▶ [Selected excerpt]:
***

Factual circumstances
- [3]On 12 July 2015 police apprehended the Appellant in Bowen and he agreed to accompany them to the police station. He was placed in the interview room (the police enquiries relating to other matters) and asked whether he had anything in his possession that he wished to declare. He unclenched his fist, producing 0.5grams of green leafy material. He said it was cannabis.
Submissions to the Magistrate
- [4]No submissions on sentence were made by the prosecutor and there was no invitation from the Magistrate so to do, until after the defendant’s counsel had made his submissions. Mr Castor, who also represented the Appellant in the Court below, provided to his Honour antecedent information, submitted that the amount of cannabis involved was very small and said this offence of possession of a dangerous drug was at the lowest end of offences of this nature. He quite properly conceded that the defendant had an ‘unenviable’ criminal history with respect to drug matters, but submitted that the Magistrate should not impose a sentence that was disproportionate to the gravity of the subject offence. He submitted that a monetary penalty should be imposed. He said that since the appellant was now in paid employment, a monetary penalty would act as a personal deterrent to him.
- [5]The Magistrate then gave the prosecutor an opportunity to make a submission about section 9 (11) of the Penalties and Sentences Act 1992. The prosecutor however, elected not to make further submissions. The Magistrate did not offer that opportunity, prior to sentence, to Mr Castor.
- [6]Section 9 (11) of the Penalties and Sentences Act 1992 provides as follows:
“Despite subsection (10), the sentence imposed must not be disproportionate to the gravity of the current offence.”
Hence the issue of disproportionality was a live issue in the mind of his Honour.
The Magistrate’s sentencing remarks
- [7]The Magistrate said in sentencing the Appellant that:
The plea of guilty was ‘timely but not early’;
the plea of guilty was taken into account and the sentence was reduced as a result;
the Appellant now had employment and he wished to be careful not to interfere with that employment as much as possible;
the criminal history of the Appellant was poor;
the offence was not particularly serious in the scheme of things;
his Honour’s original intention was to impose a sentence involving actual imprisonment; and
that if he was to impose a fine, it would have to be of such a significant amount that it would have a significant impact upon the Appellant’s lifestyle for years, potentially.
- [8]When the sentence was awarded, Mr Castor stated that he had not been heard with respect to a sentence of imprisonment and that he had an alternative submission about probation. He asked whether the Magistrate would be open to a submission about that. The Magistrate responded that Mr Castor had the opportunity to do so previously and that he had just passed sentence. He stated the following justification:
“Given that Mr Chapman is working and given that I think that is the highest and best outcome for him personally, probation may well interfere unreasonably with that. If you are going to make those sorts of alternate submissions then you should do so at the time.”
Mr Castor quite appropriately simply responded “as it pleases the court”. There was nothing else he could reasonably say. However, I have something to say about his Honour’s references to the Appellant’s employment and the ‘opportunity’ to make alternative submissions.

***

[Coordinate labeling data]
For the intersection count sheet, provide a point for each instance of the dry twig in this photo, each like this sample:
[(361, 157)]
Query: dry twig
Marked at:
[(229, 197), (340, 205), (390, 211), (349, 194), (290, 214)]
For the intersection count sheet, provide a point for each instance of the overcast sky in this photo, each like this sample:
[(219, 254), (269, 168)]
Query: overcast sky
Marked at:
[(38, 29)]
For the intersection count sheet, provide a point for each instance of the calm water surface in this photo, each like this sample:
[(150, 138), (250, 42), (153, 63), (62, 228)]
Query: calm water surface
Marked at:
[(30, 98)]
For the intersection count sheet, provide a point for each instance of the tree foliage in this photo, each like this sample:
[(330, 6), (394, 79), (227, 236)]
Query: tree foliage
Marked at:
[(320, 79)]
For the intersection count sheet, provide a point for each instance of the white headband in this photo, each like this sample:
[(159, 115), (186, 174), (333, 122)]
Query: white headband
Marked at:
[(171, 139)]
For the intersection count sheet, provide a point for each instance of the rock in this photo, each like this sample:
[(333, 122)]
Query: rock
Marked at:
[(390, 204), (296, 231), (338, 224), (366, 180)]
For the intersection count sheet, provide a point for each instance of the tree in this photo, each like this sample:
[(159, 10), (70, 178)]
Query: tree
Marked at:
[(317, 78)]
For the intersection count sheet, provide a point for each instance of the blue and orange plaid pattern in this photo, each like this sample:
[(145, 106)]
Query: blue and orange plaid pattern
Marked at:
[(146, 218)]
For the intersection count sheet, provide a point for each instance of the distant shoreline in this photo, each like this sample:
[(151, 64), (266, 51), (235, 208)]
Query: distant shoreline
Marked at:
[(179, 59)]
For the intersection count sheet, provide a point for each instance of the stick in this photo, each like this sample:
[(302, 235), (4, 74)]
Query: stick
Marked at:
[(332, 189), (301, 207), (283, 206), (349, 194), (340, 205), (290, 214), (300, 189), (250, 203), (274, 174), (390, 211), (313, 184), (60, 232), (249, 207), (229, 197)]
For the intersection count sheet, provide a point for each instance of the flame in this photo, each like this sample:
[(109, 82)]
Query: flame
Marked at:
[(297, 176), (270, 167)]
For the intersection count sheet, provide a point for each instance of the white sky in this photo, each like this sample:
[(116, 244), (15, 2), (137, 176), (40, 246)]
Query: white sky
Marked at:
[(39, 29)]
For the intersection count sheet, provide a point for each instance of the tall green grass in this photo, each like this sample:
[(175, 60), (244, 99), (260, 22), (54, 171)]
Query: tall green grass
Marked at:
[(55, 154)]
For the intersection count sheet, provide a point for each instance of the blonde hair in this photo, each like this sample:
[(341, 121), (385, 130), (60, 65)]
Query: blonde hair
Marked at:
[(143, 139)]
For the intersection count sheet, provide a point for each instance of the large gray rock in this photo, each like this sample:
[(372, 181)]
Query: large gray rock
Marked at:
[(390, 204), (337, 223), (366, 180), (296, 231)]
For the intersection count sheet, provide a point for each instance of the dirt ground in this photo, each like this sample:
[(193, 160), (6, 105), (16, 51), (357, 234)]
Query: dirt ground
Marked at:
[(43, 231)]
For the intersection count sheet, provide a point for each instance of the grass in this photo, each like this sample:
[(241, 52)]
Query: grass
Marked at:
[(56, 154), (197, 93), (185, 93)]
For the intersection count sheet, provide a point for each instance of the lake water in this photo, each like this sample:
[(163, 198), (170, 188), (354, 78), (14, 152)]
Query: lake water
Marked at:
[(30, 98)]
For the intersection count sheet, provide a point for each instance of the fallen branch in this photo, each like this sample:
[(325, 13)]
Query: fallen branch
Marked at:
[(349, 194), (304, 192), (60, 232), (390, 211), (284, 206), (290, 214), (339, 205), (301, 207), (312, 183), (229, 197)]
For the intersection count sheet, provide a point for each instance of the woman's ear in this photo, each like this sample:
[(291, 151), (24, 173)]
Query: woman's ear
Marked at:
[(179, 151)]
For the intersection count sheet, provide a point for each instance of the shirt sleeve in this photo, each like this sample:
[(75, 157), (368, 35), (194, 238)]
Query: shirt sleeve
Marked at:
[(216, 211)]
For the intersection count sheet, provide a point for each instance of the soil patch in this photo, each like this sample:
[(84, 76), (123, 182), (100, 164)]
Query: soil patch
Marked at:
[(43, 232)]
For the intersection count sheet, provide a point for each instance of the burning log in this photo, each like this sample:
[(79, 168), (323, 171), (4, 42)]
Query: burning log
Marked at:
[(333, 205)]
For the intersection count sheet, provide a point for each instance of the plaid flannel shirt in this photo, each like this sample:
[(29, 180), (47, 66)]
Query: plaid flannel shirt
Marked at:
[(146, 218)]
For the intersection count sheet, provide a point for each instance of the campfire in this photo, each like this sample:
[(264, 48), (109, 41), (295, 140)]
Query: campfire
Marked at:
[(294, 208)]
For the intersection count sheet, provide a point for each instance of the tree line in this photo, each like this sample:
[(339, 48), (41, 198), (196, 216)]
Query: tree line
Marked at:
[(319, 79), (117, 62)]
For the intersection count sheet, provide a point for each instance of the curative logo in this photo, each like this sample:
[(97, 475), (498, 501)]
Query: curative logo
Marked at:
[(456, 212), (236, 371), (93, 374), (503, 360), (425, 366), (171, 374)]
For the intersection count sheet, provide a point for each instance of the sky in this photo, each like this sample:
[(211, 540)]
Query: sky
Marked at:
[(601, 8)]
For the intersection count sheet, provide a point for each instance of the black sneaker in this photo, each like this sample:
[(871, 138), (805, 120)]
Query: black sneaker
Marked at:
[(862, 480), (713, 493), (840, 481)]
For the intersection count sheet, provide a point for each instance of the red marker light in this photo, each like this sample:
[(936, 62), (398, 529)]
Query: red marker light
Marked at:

***

▶ [Problems]:
A. List every point the Magistrate made in sentencing the Appellant, according to the judgment excerpt.
B. In the judgment excerpt, how much green leafy material did the Appellant produce when he unclenched his fist?
C. Write the next part of the judgment excerpt, picking up right after its final sentence.

▶ [Exercise responses]:
A.
- The plea of guilty was "timely but not early."
- The plea of guilty was taken into account, and the sentence was reduced as a result.
- The Appellant now had employment, and the Magistrate wished to be careful not to interfere with that employment as much as possible.
- The Appellant's criminal history was poor.
- The offence was not particularly serious in the scheme of things.
- The Magistrate's original intention was to impose a sentence involving actual imprisonment.
- A fine, if imposed, would have to be so significant that it would have a significant impact on the Appellant's lifestyle, potentially for years.

B. 0.5 grams

C.
Appellant’s submissions on appeal
- [9]The Appellant raises the issue of proportionality in the context of the low level gravity of the subject offence; the imposition of a sentence of imprisonment where the Magistrate said that he had originally contemplated an actual term of imprisonment, but in fact never communicated that to Mr Castor. The Appellant says that gave rise to considerations of procedural fairness, his counsel not having been forewarned that a case involving a very small amount of cannabis might require a submission for sentences alternative to that which he had submitted: namely a fine of sufficient proportion that reflected the criminal history, but not a sentence of imprisonment regardless of whether it was suspended or not.
- [10]There is also his Honour’s curious statement that the plea of guilty was ‘not early’ but nevertheless was ‘timely’. The Appellant expresses some uncertainty as to whether that statement meant that the plea was not taken into account in the full way; that the observation about ‘unreasonable interference’ with the Appellant’s employment did not reflect any submissions made to that effect in the course of the hearing; and that there was no evidence that the Appellant was unsuitable for a community order if a fine had been considered inappropriate or unreasonable in his circumstances.
Antecedents of the Appellant
- [11]The Appellant was 37 years of age at the time of the offence and 38 years of age when dealt with by the Magistrate. His date of birth was 03 February 1978.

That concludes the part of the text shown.